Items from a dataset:
- - - -

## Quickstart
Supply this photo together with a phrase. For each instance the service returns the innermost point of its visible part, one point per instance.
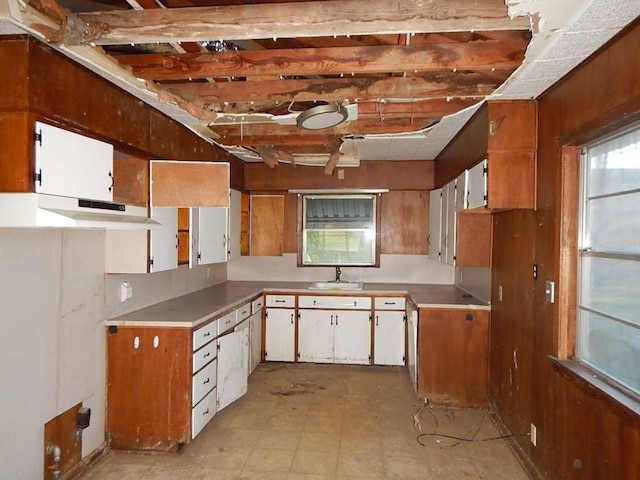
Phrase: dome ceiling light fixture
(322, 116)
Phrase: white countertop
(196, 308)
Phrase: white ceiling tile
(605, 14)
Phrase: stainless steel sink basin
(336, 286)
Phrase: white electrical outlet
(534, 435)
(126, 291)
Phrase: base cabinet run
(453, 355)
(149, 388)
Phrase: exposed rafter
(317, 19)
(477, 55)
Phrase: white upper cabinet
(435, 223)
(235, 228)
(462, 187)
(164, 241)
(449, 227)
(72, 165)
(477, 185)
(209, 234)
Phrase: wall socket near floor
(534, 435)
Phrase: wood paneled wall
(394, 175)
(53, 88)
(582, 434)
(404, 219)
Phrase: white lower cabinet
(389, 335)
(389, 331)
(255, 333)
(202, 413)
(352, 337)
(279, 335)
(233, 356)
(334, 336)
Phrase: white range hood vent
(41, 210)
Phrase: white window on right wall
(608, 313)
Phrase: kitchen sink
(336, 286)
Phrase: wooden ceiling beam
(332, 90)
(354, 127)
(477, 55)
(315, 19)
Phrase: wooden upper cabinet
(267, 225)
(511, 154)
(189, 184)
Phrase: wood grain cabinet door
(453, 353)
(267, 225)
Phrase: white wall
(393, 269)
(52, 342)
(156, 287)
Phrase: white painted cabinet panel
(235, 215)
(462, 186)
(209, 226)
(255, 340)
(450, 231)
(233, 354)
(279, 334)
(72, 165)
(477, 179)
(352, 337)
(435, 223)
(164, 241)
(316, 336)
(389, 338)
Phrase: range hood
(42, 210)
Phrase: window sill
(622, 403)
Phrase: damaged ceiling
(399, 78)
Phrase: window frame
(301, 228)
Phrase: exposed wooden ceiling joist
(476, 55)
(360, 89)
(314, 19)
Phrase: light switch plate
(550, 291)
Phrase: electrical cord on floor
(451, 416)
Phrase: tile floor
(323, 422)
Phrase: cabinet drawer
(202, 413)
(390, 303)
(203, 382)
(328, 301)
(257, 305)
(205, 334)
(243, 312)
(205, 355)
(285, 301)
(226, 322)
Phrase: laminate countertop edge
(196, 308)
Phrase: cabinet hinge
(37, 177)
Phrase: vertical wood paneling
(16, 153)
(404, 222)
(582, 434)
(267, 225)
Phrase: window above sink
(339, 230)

- - - -

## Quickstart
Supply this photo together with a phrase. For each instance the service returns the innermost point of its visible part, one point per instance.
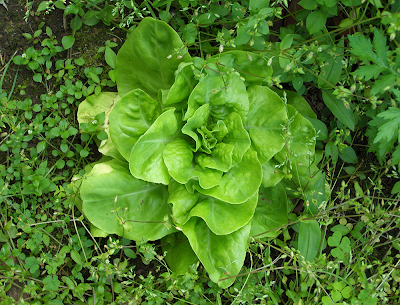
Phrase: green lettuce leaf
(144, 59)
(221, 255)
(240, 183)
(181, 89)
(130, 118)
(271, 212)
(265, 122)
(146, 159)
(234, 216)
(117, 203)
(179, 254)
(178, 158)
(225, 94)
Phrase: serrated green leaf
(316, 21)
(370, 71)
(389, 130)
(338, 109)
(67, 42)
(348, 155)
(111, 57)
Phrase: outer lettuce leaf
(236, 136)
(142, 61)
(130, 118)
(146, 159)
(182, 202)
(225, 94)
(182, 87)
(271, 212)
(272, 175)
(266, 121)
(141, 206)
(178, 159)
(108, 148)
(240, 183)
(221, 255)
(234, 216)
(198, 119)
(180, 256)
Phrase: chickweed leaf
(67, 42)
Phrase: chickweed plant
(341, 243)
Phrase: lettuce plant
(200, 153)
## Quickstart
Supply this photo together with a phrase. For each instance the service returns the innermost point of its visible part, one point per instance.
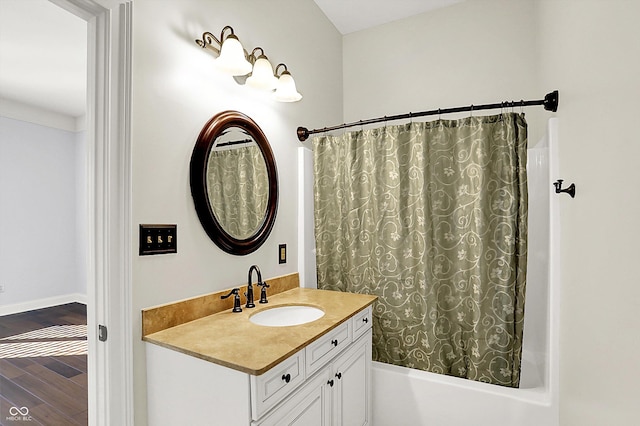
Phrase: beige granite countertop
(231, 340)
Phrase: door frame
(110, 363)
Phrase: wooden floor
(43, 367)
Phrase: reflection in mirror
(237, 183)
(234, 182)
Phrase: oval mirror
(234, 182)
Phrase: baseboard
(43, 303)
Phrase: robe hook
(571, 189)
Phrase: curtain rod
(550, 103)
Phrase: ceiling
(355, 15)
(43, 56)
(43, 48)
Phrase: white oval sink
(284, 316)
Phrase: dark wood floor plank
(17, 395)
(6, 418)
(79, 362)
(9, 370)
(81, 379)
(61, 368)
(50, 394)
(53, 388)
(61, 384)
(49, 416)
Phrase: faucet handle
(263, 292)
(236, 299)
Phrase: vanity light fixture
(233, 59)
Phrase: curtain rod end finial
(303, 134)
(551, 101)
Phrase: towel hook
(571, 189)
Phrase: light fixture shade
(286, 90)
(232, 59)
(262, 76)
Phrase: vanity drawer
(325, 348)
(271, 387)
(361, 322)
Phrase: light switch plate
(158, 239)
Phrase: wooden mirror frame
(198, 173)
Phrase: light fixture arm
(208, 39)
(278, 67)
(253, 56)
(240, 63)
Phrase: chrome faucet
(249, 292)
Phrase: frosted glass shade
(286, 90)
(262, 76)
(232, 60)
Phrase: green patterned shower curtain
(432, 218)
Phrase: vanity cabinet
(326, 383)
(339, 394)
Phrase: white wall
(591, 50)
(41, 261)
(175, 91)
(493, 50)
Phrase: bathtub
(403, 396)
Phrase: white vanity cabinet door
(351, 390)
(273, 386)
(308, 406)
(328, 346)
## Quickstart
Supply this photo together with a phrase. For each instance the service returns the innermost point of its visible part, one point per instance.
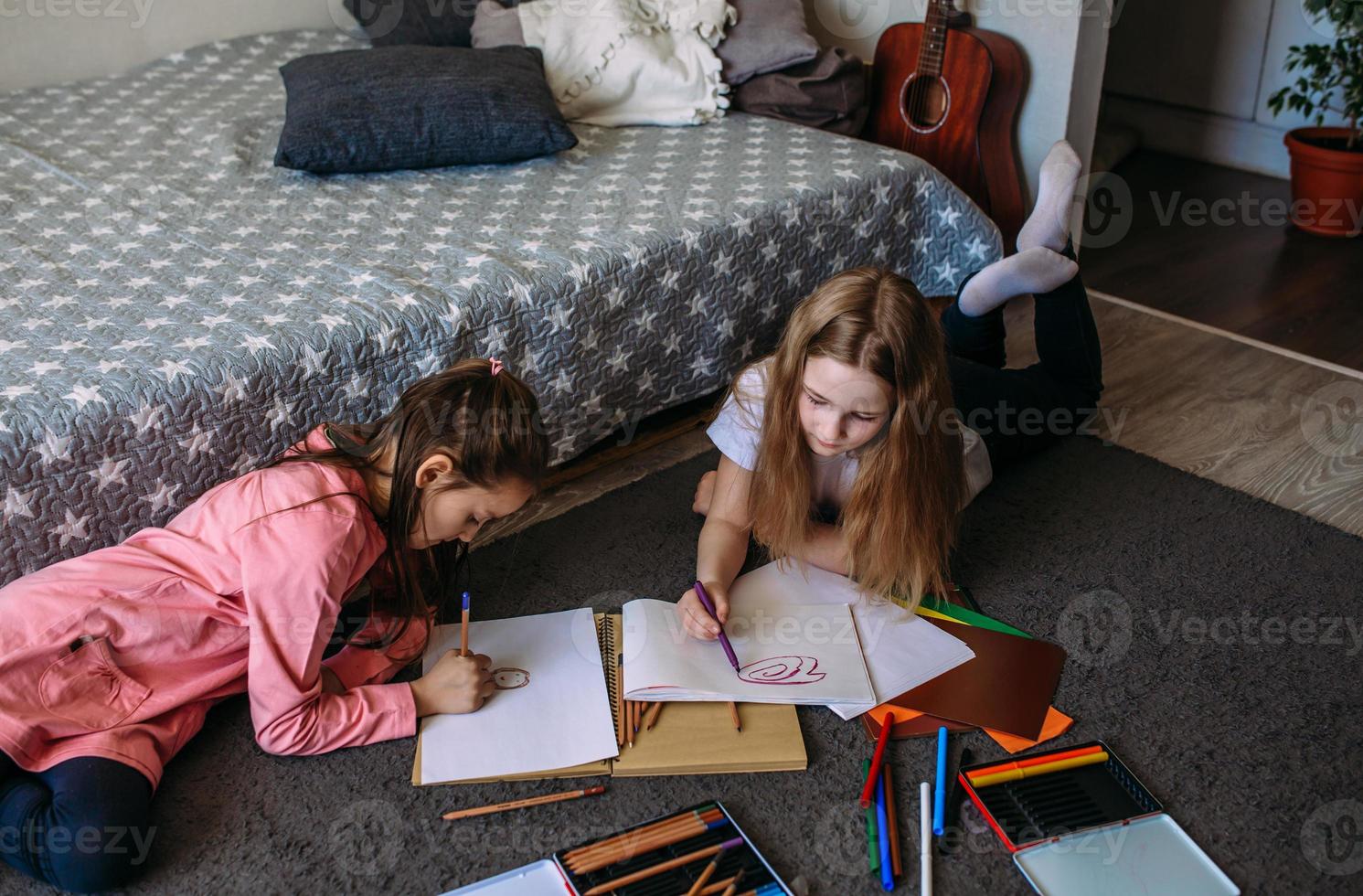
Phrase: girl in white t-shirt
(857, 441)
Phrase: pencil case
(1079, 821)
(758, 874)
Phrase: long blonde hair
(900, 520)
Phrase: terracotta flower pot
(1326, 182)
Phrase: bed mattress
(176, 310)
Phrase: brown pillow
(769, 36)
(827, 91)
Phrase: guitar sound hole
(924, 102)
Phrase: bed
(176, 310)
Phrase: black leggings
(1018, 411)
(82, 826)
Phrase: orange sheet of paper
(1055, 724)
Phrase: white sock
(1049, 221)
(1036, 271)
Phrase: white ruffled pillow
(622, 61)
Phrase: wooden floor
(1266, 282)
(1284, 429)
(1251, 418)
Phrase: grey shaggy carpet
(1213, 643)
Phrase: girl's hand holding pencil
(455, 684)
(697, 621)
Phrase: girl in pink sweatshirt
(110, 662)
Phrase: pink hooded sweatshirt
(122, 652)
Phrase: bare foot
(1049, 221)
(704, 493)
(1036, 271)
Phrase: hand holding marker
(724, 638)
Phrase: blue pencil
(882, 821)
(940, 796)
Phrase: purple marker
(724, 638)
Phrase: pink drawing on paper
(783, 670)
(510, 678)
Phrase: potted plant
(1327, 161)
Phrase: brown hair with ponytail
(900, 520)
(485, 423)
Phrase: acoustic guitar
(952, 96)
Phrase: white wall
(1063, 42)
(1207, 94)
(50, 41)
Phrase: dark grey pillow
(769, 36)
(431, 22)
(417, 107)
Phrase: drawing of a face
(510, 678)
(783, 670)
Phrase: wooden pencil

- - - -

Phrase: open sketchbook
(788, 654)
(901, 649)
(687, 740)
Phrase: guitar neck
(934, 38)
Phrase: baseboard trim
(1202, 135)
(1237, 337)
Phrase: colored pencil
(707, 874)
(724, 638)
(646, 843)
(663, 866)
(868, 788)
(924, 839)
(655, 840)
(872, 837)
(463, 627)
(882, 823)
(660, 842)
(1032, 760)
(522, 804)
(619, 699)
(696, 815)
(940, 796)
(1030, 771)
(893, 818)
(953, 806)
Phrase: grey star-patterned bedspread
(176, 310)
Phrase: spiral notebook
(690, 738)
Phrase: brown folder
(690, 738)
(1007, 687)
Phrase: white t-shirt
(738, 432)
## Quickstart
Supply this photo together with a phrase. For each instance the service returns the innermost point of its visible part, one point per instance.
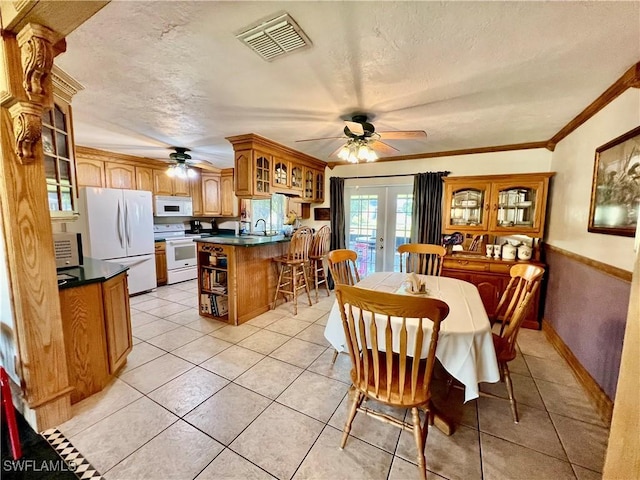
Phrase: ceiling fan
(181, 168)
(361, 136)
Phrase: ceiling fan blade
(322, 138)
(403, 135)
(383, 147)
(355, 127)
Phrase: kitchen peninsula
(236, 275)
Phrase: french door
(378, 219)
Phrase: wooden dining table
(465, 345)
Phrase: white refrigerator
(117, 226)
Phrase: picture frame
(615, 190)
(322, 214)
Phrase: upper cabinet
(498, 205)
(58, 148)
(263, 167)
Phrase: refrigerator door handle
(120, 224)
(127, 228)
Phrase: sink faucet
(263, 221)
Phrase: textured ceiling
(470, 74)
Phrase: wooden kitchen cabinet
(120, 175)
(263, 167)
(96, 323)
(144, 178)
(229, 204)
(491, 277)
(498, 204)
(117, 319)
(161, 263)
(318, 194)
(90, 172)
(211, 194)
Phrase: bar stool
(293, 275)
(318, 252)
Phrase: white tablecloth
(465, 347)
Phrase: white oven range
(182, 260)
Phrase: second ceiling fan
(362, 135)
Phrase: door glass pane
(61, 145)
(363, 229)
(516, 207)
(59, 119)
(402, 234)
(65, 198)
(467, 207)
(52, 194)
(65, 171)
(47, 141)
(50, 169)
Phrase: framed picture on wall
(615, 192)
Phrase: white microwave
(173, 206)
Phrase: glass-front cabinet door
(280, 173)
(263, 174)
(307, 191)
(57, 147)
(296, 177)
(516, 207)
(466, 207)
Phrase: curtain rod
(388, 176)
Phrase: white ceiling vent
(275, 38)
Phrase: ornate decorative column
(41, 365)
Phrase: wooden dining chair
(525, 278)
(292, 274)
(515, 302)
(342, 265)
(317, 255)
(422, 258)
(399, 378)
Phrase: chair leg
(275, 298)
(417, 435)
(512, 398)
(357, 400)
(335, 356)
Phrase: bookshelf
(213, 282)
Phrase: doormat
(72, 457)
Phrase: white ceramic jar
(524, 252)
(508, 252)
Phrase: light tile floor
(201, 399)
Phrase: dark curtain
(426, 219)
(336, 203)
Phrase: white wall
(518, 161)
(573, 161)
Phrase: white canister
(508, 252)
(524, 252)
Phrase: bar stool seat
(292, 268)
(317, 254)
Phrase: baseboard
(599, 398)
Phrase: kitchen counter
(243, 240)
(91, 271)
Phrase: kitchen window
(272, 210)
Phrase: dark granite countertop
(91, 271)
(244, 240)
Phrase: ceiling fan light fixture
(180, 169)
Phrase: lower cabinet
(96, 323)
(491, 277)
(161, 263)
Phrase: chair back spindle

- - - -

PROBLEM STATEMENT: Once you reach the line with "Phrase: dark curtain" in the data above, copy it and every line after it exactly, up to and including the line with "Phrase: chair back spindle".

EXERCISE ANSWER:
Phrase: dark curtain
(426, 219)
(336, 203)
Phrase: white wall
(518, 161)
(573, 161)
Phrase: white canister
(508, 252)
(524, 252)
Phrase: bar stool seat
(292, 268)
(317, 254)
Phrase: baseboard
(599, 398)
Phrase: kitchen counter
(243, 240)
(91, 271)
Phrase: kitchen window
(272, 210)
Phrase: dark granite countertop
(91, 271)
(244, 240)
Phrase: ceiling fan light fixture
(180, 169)
Phrase: lower cabinet
(96, 323)
(491, 277)
(161, 263)
Phrase: chair back spindle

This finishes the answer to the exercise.